:: INSTRUCTIONS TO FOLLOW ::
Keep the wording of each record exactly the same when you repeat it, and leave out pictures.

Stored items
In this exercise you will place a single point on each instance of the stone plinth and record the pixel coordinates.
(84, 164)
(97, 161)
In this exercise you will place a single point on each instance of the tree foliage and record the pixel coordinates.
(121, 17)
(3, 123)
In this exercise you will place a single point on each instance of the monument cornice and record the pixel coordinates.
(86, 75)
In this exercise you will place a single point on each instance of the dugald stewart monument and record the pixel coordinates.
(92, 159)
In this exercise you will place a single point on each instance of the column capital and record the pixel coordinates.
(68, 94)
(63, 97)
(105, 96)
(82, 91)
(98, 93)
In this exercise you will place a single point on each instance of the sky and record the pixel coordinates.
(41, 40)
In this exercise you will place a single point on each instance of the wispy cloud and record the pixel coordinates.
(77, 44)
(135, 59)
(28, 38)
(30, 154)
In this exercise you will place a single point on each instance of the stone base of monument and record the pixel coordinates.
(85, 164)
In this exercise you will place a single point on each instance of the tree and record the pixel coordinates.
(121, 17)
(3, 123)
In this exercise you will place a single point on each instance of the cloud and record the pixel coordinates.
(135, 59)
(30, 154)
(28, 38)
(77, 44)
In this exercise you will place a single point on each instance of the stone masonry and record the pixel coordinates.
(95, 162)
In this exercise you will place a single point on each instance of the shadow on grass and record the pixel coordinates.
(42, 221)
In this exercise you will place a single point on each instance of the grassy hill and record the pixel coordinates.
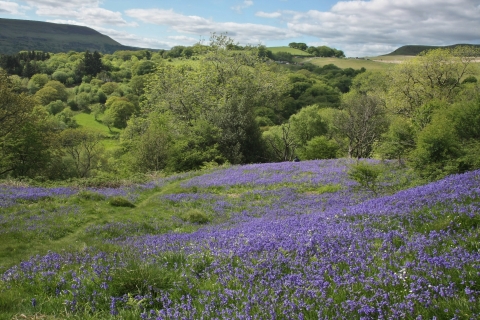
(18, 35)
(280, 240)
(413, 50)
(347, 63)
(292, 51)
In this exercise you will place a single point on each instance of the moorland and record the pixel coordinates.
(160, 184)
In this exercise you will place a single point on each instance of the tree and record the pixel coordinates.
(223, 90)
(398, 141)
(84, 149)
(437, 150)
(319, 147)
(362, 123)
(433, 75)
(14, 108)
(281, 142)
(30, 150)
(307, 124)
(46, 95)
(61, 90)
(119, 111)
(37, 82)
(92, 63)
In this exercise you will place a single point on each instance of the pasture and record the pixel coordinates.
(343, 63)
(262, 241)
(292, 51)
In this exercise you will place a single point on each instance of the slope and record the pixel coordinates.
(18, 35)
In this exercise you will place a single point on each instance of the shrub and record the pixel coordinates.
(366, 175)
(90, 195)
(195, 216)
(120, 202)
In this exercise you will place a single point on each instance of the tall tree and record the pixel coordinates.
(433, 75)
(93, 63)
(362, 123)
(223, 90)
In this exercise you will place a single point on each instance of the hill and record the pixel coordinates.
(262, 241)
(413, 50)
(19, 35)
(292, 51)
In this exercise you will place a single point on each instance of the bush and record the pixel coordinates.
(319, 148)
(196, 216)
(120, 202)
(90, 195)
(366, 175)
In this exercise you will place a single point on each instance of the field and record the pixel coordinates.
(292, 51)
(263, 241)
(353, 63)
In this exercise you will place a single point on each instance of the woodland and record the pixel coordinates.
(160, 185)
(220, 103)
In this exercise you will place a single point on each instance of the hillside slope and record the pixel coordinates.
(18, 35)
(413, 50)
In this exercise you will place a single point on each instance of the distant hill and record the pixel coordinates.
(292, 51)
(18, 35)
(413, 50)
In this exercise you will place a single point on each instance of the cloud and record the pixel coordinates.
(246, 33)
(268, 15)
(86, 12)
(371, 26)
(9, 7)
(244, 5)
(134, 40)
(184, 39)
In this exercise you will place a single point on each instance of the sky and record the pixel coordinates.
(358, 27)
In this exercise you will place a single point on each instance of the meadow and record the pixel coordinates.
(262, 241)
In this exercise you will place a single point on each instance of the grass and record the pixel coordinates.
(110, 141)
(106, 278)
(292, 51)
(18, 35)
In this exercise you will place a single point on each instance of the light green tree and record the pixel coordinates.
(433, 75)
(222, 90)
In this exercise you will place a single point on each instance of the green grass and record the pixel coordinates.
(18, 35)
(88, 121)
(293, 51)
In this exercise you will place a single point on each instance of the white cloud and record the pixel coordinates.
(371, 26)
(268, 15)
(134, 40)
(86, 12)
(184, 39)
(246, 33)
(244, 5)
(9, 7)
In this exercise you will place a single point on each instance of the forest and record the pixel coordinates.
(220, 103)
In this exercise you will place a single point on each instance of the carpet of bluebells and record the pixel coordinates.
(284, 241)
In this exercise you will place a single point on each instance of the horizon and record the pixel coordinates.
(359, 28)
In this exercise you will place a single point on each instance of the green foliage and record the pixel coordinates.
(398, 141)
(221, 92)
(37, 82)
(120, 202)
(195, 216)
(90, 195)
(437, 150)
(362, 122)
(118, 112)
(55, 107)
(366, 175)
(83, 149)
(319, 147)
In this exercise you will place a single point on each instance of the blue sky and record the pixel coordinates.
(358, 27)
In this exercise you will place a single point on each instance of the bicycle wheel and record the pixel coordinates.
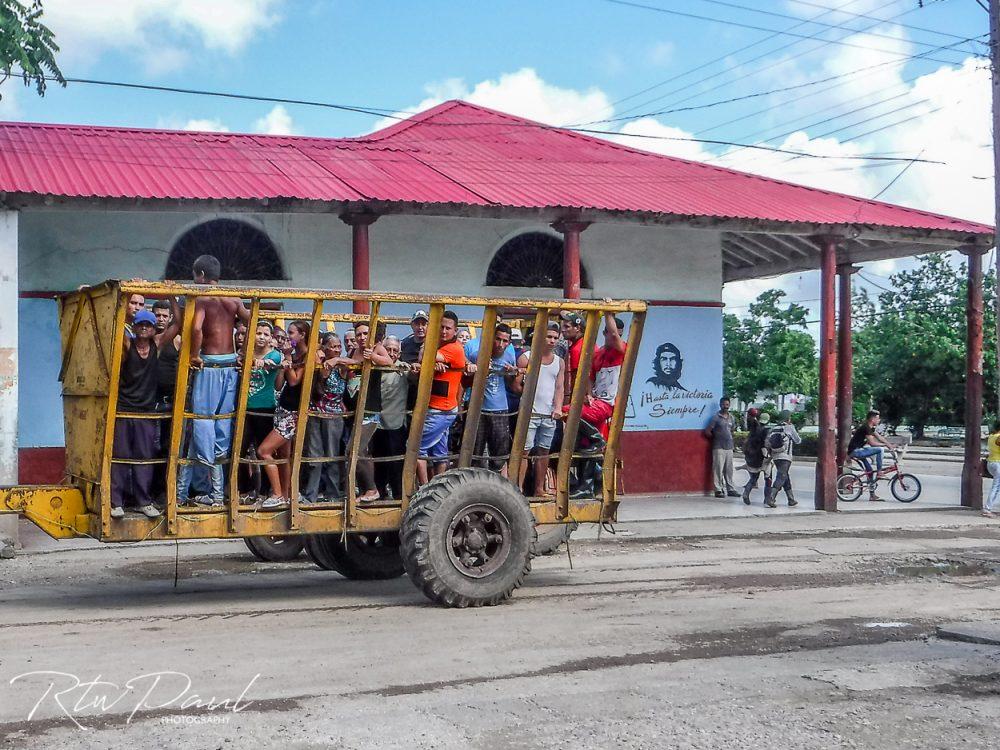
(849, 487)
(905, 488)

:: COMPLETE ANSWER ::
In this exercise you will place a single point on each instance of the stone plinth and record the pixel coordinates.
(84, 164)
(97, 161)
In this exercise you will place a single point on each instance of the tree foliage and record the pixel coordinates.
(121, 17)
(3, 123)
In this exercise you will place a single point on each instance of the monument cornice and record the pixel coordinates.
(86, 75)
In this exercise you will place a single point on each instance of the dugald stewart monument and record the pixel coordinates.
(92, 159)
In this exercise you will place a single point on each instance of the column capital and record the pixel coordinates.
(68, 94)
(63, 97)
(105, 96)
(82, 91)
(98, 93)
In this exercise you will place a single point on each instance of the sky and record the pixel coordinates.
(41, 40)
In this exercise you will place a single point on each instance of the wispy cloud and record the pixel coordinates.
(77, 44)
(135, 59)
(28, 38)
(30, 154)
In this exercise you will place a single point on each instance of the stone base of monument and record the pixel coordinates.
(85, 164)
In this exercise you will place a single point on each instance of the tree and record the pixel coordinates.
(121, 17)
(3, 123)
In this exercise you will place a single point on each instance of the cloud and record the pixel coordinates.
(135, 59)
(30, 154)
(28, 38)
(77, 44)
In this exercise you will place a single point on each instance of the stone masonry and record the pixel coordinates.
(95, 162)
In this exercise you will place a single point on each instance of the shadow on grass and record the pixel coordinates.
(42, 221)
In this exercise you will place a single point on each instance of the grassy hill and record the pixel coordinates.
(18, 35)
(280, 240)
(413, 50)
(347, 63)
(292, 51)
In this exercise you will place a single point on each instance of the moorland and record the pixel coordinates.
(160, 184)
In this exercise you will place a single point on each instance of the tree and record the pixel coordinates.
(223, 90)
(398, 141)
(84, 149)
(437, 150)
(319, 147)
(362, 123)
(433, 75)
(14, 108)
(281, 142)
(30, 150)
(307, 124)
(46, 95)
(61, 90)
(119, 111)
(37, 82)
(92, 63)
In this exercise you will place a single point on each instance of the pasture and record the pixel coordinates.
(343, 63)
(262, 241)
(292, 51)
In this exercise you will place a single point on each instance of the slope and record the pixel coordinates.
(18, 35)
In this exercise you will place a single point on each instance of the shrub and record the pixel coordinates.
(366, 175)
(90, 195)
(195, 216)
(120, 202)
In this exercise you will place a single point on each instance of the tall tree and record the pixel coordinates.
(433, 75)
(93, 63)
(362, 123)
(223, 90)
In this exercise you will place a single point on each instance of the hill and record the pixel coordinates.
(262, 241)
(413, 50)
(19, 35)
(292, 51)
In this exercise you will place a single point on each instance of the bush and record the pixel coordinates.
(319, 148)
(196, 216)
(120, 202)
(90, 195)
(366, 175)
In this exercise you will place a single point on each instance of the field and record the pixel coordinates.
(292, 51)
(263, 241)
(353, 63)
In this exercise you will place a single point on each instance of the woodland and record the pixel coordinates.
(160, 185)
(220, 103)
In this exercise you will place a single point on each instance of the hillside slope and record the pixel coordinates.
(18, 35)
(413, 50)
In this exercise you will place a single point on each instance of the distant hill and record the pixel coordinates.
(292, 51)
(18, 35)
(413, 50)
In this exercise you will place a single point on each instance of the cloud and record the pixel coordinates.
(246, 33)
(268, 15)
(86, 12)
(371, 26)
(9, 7)
(244, 5)
(134, 40)
(184, 39)
In this exercise you will place a single point on each instance of the sky and record the pixel coordinates.
(358, 27)
In this exercise you will place a single point on each instance of the meadow and record the pixel coordinates.
(262, 241)
In this exercise you will place a single point on each instance of the grass and record the pixel coordinates.
(110, 141)
(106, 278)
(292, 51)
(18, 35)
In this exercise you will place a single point on each instance of the light green tree and record the pixel coordinates.
(433, 75)
(222, 90)
In this exercise you will place a single point on each instance of the green grass and record the pixel coordinates.
(18, 35)
(88, 121)
(293, 51)
In this exercise you will place a single point on each instance of the white cloud and record the pixel coordinates.
(371, 26)
(268, 15)
(134, 40)
(86, 12)
(184, 39)
(246, 33)
(244, 5)
(9, 7)
In this exercise you will place a single point on each instance of the forest and record the pixel coordinates.
(220, 103)
In this exercise you will place a single point on each instance of the carpet of bluebells and record the pixel coordinates.
(284, 241)
In this exercise you will place a single point on each instance of the horizon and record the pixel coordinates.
(359, 28)
In this exercise you will place a single point on each instance of the green foliage and record the pixel coordinates.
(398, 141)
(221, 92)
(37, 82)
(120, 202)
(195, 216)
(90, 195)
(437, 150)
(362, 122)
(118, 112)
(55, 107)
(366, 175)
(83, 149)
(319, 147)
In this exercise you will place a single point on each instance of the blue sky and record the pixel coordinates.
(358, 27)
In this exercise you will place a single point on each instance of the bicycle wheel and record the pixel coordinates.
(849, 487)
(905, 488)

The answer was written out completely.